ARTICLE:
********************

Comprehension is the first gate because it supplies the observations that specification turns into verifiers. Before automation can improve output quality, someone must inspect real outputs, identify concrete failure modes, and translate those failures into discriminative judges.
The three phases
- Comprehension: Read outputs directly, observe where and why the system fails, build non-theoretical intuition for failure patterns.
- Specification: Convert observations into a failure taxonomy and evaluators, then calibrate those evaluators against manually labeled examples.
- Generalization: Run automated optimization against calibrated evaluators with broader input coverage.
This sequencing matches a practitioner pattern described in one detailed field report: auto-generated tests and judges produced early score gains, then degraded real quality exposed that the objective was wrong. The loop functioned correctly; the objective did not.
Why this is a gate, not a style preference
Skipping comprehension leaves specification unconstrained by observed reality. Skipping specification leaves optimization unconstrained by discriminative checks. Both cases amplify proxy quality rather than task quality.
This is why "more automation" cannot reliably substitute for the early verifier-construction work in cold-start or subjective domains. Automation can help once failure patterns and judges exist, but it cannot safely assume them from zero context.
Scope limits
- In hard-oracle domains (compilers, strict schemas, deterministic tests), comprehension can be shorter because failure is already legible.

********************

DATA BLOCK:
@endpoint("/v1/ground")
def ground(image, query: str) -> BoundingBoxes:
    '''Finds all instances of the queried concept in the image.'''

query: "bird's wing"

********************

EXERCISE REQUIREMENTS:
(1) List the three phases named in the article.
(2) In the field report the article mentions, what produced early score gains?
(3) Update the part of the article that opens with the words containing "Comprehension is the" and closes with "manually labeled examples.", swapping "outputs" for "responses".

SOLUTIONS FOR EACH TASK:
(1) Comprehension, Specification, Generalization

(2) Auto-generated tests and judges.

(3)
Comprehension is the first gate because it supplies the observations that specification turns into verifiers. Before automation can improve output quality, someone must inspect real responses, identify concrete failure modes, and translate those failures into discriminative judges.
The three phases
- Comprehension: Read responses directly, observe where and why the system fails, build non-theoretical intuition for failure patterns.
- Specification: Convert observations into a failure taxonomy and evaluators, then calibrate those evaluators against manually labeled examples.